──────── TEXT SEGMENT ────────
Daggers and a scalpel give the Scottish play an unspiritual power, says Brian Hayward.

Macbeth is good news and bad news. By tradition it is bad news for theatres, who only put on the “unlucky” play because they are short of money. For schools, it is always good news; at the last count, 92 per cent of school children study the play, and theatres putting on “the Scottish play” can bank on school buses in the car park.

More good news for teachers taking parties to the Citizens’ is that director Robert David MacDonald has taken his scalpel to the text, added a handful of tiny improvements of his own, and run the play straight through without an interval in 97 minutes. Missing are the opening “war correspondent” passages, Lady Macduff and much of the scene in England. Likewise the final battle is much shortened, and every cut serves to throw the central character into greater prominence.

This is Gerard Murphy’s second Citizens’ Macbeth (the first in 1979) and this time round he brings a middle-aged, battle-hardened and careerist military leader, for whom “vaulting ambition” simply comes with the territory. This is not a man whose mind could ever be “full of scorpions”. Rather his rhetorical style holds both the supernatural and the personal at arm’s length, and mocks the doubts and fears that might undermine him. This “cool” style lies at the very centre of MacDonald’s dispassionate, humanist view of the play - a tragedy of “no more heroes” in a world without spiritual dimension. The witches, for example, are three disinterested men, played by actors who at other times are Ross and Angus, the three murderers, the Doctor and others. Evil, MacDonald is saying, is not “out there” but in ourselves, our envy and jealousy, fear and despair.

Except, that is, for Lady Macbeth. Anne Myatt delivers the traditional “fiend-like queen”, utterly humourless, monomaniac in her ambition and iron-hearted in her determination to persuade her husband to regicide. When she demurs from murdering Duncan herself, on the grounds that he resembled her father when he was asleep, you sense it was for her no more than an irritating coincidence. Even in the sleep-walking scene, where you might see a broken woman and a mind diseased, she seems to be suffering from a treatable sleep disorder. Lady Macbeth, you feel, got no more than she deserved.
────────
Continue the review of the Citizens' Macbeth from the point where it stops.
──────── SOURCE INFORMATION ────────
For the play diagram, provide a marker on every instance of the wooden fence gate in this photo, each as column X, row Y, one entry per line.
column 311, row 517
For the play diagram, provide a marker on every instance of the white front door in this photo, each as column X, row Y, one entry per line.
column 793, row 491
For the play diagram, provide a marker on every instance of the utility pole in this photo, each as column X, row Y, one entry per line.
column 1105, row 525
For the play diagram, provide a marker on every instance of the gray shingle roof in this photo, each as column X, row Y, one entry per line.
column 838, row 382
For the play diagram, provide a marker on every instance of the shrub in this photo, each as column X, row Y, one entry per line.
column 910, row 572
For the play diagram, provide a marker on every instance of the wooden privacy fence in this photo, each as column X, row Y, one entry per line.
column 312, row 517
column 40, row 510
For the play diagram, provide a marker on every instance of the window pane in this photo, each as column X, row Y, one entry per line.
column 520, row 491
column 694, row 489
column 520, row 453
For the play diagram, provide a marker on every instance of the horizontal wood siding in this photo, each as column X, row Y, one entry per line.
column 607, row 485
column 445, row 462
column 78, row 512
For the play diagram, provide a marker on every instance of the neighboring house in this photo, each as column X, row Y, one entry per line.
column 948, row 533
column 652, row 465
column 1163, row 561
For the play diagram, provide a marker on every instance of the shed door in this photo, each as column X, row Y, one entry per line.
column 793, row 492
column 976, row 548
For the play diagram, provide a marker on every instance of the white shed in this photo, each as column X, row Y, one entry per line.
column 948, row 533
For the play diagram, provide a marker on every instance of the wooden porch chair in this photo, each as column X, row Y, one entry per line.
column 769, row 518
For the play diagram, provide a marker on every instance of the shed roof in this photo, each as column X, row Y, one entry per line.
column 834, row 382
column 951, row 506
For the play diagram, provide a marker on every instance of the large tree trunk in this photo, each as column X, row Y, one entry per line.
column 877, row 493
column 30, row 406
────────
| ANSWER |
Instead, the tragedy is of the common man, represented here by Brendan Hooper’s Porter, in an increasingly dishevelled dinner suit. What was for Shakespeare a comic interlude between Duncan’s murder and its discovery is gently inflated by MacDonald into the running joke of a comic drunken butler, undone by a bottle he steals from the banquet, who thereafter seems to belong to another play or even music hall. It is in every way a sobering epilogue that Malcolm’s victorious rejoicing, accompanied by the jolly “Sports Report” band music, is counterpointed by the Porter cradling and mourning his own dead son.

Much of Macbeth’s enduring appeal is in the way it blends “mist and mystery” with the most accurate observation of human behaviour. This production is strong on “mistery”, with Kenny Miller producing a disorientating set of medieval stairways and spaceship doorways, with costume and lighting similarly ancient and modern. But even in this timeless setting, it is important that human nature is sharply observed, and that the precise writing is respected. If Macbeth says the phantom dagger is drawing him in the direction he was going, then it should. If Lady Macbeth is going “directly” to bed, then she ought not to be heading for the guest bedroom.